• [Excerpt to read]

..........

Yields Perk Up

Fear gave way to hope in financial markets this week. That led traders to look past recent European downgrades and push Canada’s 5-year yield to a 6-week high.

The 5-year government bond (which typically leads fixed mortgage rates) ended the week at almost 1.40%, up 13 basis points.

Fixed-Mortgage-Rate-Indicator-5-Year-Yield

(Click to enlarge)

Yields have had every opportunity to make new lows this year. Yet, despite distress in Europe and mixed economic messages domestically, they’ve held strong.

Lenders will watch bonds in earnest next week to see if the trend continues. A meaningful break above 1.50% on the 5-year yield could halt or reverse the rate reductions we’ve seen in the last 10 days.

Looking further out, uncertainty is as great as ever. But that doesn’t stop analysts from crystal balling. Below is a sampling of rate expectations currently making the rounds:

  • TD’s Craig Alexander told CTV: “I don’t see (mortgage) rates coming lower than they are today (without) a banking crisis in Europe…”Interest rates are about as low as they can possibly go at this point.”

..........

• [Rows from a pointing dataset]
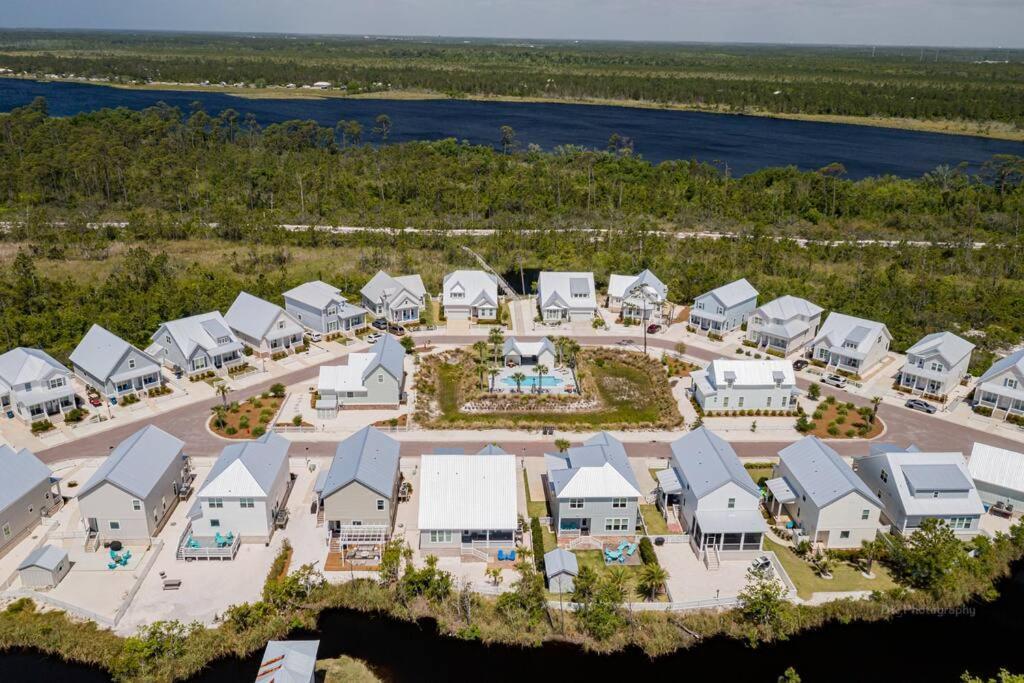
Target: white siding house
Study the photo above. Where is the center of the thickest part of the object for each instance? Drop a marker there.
(828, 503)
(245, 494)
(783, 326)
(264, 327)
(724, 308)
(936, 365)
(322, 307)
(719, 504)
(730, 386)
(566, 296)
(913, 486)
(470, 294)
(113, 367)
(34, 386)
(1000, 389)
(851, 344)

..........

• [What this exercise asks]
(a) In the yields article, where did the 5-year government bond end the week?
(b) Does the yields article support each of these statements? Answer yes or no for each, and quote the words that decide it. (i) Canada's 5-year yield rose to a 6-week high this week. (ii) Yields made new lows this year. (iii) A meaningful break above 1.50% on the 5-year yield could halt or reverse recent rate reductions.

• [Outputs by task]
(a) At almost 1.40%, up 13 basis points.

(b)
(i) Yes: "push Canada’s 5-year yield to a 6-week high."
(ii) No: "Yet, despite distress in Europe and mixed economic messages domestically, they’ve held strong."
(iii) Yes: "A meaningful break above 1.50% on the 5-year yield could halt or reverse the rate reductions we’ve seen in the last 10 days."